* _O pedido_:
Liste todas as pessoas citadas pelo nome na notícia abaixo.

* _Trecho_:
⁂

Família mantém intacto quarto de Mércia, que hoje faria 29 anos

Família mantém intacto quarto de Mércia, que hoje faria 29 anos

Fonte: Atualizado: sábado, 31 de maio de 2014 às 10:11

Esta quarta-feira (6) será um dia difícil para a família de Mércia Nakashima. É a data do aniversário da advogada, que faria 29 anos. Ela nasceu no mesmo dia que o irmão Márcio, que fará 33 anos. Mas, pela primeira vez, Mércia estará ausente. Por conta do assassinato dela em 23 de maio, não haverá fotos, bolo, festa ou parabéns.

Nesta manhã, Márcio e sua mãe, Janete Nakashima, de 52 anos, deverão comparecer ao Tribunal de Justiça de São Paulo (TJ-SP) para acompanhar a decisão dos desembargadores sobre o julgamento do mérito do habeas corpus dos acusados de matar Mércia.   De acordo com a assessoria de imprensa do TJ-SP, o tema está na pauta do dia. O ex-namorado e ex-sócio dela, o advogado e policial militar reformado Mizael Bispo de Souza, de 40 anos, e o vigia Evandro Bezerra Silva, de 39, estão em liberdade provisória por conta de uma liminar. Eles negam o crime.

Sem bexigas, sem amigos, Janete aguarda agora a decisão dos desembargadores. “Momento de muita tristeza. Muito triste porque eu vou estar lá no TJ. Com uma angústia muito grande, né? Sem saber o que vai acontecer porque não estou achando nada justo. Por quê? O por quê que ele não vai preso se já sabem.”

No dia 29, a relatora Angélica de Almeida havia dado seu voto para que os réus respondam ao processo soltos. Ela entende que não há pré-requisitos para prendê-los. O Ministério Público pensa o contrário. O promotor Rodrigo Merli Antunes alega que os acusados já fugiram quando tiveram a prisão decretada pela Justiça e também teriam atrapalhado a investigação. Restam os votos de mais dois desembargadores para saber se o ex e o vigia responderão ao processo em liberdade ou presos.

⁂

* _Dados fornecidos_:
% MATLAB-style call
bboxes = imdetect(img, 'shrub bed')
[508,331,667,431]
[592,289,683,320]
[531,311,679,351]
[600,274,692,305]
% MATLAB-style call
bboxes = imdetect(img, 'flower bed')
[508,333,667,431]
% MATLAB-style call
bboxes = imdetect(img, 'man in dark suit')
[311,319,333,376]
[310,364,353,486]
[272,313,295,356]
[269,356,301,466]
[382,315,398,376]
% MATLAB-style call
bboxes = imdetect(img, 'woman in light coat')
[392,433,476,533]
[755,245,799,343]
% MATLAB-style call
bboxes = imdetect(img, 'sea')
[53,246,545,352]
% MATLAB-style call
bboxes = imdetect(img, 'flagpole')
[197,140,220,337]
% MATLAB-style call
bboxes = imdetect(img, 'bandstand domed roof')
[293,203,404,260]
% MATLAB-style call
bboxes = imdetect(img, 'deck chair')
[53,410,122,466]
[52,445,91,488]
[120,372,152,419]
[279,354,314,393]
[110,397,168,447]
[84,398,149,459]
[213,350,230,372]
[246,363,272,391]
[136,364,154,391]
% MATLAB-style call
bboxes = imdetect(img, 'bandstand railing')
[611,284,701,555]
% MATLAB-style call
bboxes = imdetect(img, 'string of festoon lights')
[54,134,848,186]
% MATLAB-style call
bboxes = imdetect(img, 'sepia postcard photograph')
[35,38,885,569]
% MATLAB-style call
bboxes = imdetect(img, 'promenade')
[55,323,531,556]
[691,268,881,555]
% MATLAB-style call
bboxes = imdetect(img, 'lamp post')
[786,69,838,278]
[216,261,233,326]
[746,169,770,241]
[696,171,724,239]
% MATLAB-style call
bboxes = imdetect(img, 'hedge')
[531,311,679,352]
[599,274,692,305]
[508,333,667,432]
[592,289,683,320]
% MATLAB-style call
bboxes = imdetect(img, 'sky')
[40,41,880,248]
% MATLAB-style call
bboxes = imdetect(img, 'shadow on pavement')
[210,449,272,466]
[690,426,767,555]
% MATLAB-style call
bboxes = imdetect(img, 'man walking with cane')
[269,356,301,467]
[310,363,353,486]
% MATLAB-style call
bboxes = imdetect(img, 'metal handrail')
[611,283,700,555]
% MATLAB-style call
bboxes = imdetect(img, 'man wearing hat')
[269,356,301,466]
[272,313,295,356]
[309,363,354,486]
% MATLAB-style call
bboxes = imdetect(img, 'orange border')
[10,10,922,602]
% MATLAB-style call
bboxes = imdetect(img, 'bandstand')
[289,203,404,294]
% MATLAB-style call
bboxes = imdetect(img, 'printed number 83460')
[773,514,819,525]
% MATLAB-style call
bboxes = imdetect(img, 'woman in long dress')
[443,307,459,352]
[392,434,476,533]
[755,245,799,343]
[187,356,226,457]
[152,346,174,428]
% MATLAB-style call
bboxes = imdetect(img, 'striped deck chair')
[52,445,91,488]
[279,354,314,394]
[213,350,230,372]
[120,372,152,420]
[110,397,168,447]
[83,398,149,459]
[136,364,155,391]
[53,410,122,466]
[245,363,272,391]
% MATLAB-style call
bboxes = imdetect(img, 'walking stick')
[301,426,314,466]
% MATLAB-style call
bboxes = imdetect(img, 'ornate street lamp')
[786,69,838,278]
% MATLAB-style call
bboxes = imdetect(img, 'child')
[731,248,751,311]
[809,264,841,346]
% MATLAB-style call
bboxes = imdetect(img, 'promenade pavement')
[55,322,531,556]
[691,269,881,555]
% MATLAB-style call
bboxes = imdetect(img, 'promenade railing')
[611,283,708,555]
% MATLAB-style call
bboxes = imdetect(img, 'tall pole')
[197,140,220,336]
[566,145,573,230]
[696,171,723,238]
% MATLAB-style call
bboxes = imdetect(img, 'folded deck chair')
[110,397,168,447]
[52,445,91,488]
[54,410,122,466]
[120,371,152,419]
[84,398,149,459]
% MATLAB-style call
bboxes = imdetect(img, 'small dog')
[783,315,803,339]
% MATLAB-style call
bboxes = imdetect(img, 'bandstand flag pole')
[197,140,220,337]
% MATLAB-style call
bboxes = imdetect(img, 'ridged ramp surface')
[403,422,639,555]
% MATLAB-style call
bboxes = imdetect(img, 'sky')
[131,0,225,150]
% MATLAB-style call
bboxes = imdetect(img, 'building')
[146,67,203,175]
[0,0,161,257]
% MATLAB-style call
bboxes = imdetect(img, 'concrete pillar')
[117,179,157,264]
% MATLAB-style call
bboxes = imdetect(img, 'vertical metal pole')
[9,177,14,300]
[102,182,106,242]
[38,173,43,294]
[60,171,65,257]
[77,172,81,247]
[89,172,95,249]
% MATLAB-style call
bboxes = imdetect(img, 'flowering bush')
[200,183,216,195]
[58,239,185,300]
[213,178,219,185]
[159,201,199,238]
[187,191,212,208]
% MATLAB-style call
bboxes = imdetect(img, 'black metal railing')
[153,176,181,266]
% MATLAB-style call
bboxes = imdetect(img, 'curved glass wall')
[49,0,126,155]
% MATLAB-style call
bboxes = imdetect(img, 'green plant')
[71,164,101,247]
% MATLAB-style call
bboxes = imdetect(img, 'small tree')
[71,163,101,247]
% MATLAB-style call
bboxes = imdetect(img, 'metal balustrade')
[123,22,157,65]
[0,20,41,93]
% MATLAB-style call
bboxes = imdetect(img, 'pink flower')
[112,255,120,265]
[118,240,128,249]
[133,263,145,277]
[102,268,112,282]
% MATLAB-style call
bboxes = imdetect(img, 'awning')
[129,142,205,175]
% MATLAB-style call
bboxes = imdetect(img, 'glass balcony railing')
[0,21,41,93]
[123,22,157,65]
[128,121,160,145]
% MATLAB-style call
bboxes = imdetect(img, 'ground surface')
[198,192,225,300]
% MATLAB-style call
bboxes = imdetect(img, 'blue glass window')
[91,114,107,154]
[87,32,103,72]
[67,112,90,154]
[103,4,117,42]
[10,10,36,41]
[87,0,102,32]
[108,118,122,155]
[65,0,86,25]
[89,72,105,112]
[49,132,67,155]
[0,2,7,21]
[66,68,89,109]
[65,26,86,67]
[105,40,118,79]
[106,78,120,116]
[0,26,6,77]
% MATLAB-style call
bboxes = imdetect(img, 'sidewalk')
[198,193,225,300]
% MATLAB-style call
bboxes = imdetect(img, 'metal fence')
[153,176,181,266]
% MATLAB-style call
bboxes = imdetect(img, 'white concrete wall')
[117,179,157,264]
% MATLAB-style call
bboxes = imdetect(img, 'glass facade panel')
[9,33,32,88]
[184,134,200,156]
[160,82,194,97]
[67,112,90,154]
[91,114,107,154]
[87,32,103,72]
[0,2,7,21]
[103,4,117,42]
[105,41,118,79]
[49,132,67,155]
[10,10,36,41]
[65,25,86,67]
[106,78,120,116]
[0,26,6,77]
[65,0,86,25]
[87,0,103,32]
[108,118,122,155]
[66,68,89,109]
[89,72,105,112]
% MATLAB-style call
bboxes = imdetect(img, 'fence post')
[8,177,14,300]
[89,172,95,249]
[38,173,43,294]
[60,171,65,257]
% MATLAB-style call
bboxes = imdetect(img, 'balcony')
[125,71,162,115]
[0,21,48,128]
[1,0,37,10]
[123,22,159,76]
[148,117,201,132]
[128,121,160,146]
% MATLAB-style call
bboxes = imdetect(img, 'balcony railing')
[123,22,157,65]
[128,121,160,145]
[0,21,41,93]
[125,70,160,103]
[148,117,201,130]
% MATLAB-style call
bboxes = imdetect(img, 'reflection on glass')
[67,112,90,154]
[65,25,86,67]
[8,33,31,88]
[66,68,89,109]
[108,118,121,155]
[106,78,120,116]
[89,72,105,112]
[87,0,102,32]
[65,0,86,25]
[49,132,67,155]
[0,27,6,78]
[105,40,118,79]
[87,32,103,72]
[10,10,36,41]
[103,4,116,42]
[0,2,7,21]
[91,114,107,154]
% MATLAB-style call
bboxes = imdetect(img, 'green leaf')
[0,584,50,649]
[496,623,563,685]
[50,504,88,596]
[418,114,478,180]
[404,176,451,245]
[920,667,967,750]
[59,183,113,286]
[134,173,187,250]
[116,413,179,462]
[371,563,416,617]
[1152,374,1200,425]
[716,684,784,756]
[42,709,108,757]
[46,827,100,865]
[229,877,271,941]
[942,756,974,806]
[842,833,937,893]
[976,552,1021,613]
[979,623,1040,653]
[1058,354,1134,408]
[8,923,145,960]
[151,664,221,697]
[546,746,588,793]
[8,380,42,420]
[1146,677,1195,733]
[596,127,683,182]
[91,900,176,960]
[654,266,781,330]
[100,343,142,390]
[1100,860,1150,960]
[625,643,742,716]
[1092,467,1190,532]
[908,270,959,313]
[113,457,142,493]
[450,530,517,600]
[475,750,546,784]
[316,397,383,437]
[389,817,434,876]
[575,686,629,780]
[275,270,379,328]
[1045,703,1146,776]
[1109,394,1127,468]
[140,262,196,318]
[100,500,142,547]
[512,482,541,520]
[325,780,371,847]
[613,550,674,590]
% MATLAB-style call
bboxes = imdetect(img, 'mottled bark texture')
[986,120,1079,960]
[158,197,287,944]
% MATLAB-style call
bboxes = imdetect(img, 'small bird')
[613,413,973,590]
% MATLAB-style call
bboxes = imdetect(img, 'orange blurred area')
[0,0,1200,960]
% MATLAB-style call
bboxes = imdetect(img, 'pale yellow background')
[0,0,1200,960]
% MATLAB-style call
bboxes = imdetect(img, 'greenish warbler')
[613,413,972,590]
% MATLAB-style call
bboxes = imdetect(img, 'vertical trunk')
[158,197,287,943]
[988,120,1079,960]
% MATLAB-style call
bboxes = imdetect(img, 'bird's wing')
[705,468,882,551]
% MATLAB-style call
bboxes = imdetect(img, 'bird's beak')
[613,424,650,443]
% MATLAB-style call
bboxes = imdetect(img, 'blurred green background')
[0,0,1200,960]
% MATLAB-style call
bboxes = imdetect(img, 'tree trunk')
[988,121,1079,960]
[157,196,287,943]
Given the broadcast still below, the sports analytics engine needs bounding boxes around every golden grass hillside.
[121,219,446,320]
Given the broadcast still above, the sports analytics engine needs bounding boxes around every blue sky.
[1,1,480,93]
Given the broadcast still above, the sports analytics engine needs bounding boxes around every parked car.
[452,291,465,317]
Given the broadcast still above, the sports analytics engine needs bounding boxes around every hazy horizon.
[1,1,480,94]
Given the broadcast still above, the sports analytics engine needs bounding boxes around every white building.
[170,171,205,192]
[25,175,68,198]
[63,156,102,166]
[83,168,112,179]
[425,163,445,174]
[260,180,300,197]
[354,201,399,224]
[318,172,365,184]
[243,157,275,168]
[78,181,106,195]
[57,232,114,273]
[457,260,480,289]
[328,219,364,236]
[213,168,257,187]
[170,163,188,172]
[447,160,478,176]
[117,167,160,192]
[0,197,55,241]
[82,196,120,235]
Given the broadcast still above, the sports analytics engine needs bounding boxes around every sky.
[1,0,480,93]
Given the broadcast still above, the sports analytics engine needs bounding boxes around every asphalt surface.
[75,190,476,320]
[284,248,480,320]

⁂

* _Resposta_:
- Mércia Nakashima
- Márcio
- Janete Nakashima
- Mizael Bispo de Souza
- Evandro Bezerra Silva
- Angélica de Almeida
- Rodrigo Merli Antunes